_Task directions_
The line containing "Each instance of the baseboard" and every line after it, through the last one below: output exactly these and nothing else.

Referring expression pointing data

********************

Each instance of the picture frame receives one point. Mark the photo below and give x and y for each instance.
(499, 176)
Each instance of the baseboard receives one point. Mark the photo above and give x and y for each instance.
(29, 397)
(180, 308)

********************

_Response to this task_
Each instance of the baseboard receives one point. Mark the photo above and give x and y for each instance.
(29, 397)
(180, 308)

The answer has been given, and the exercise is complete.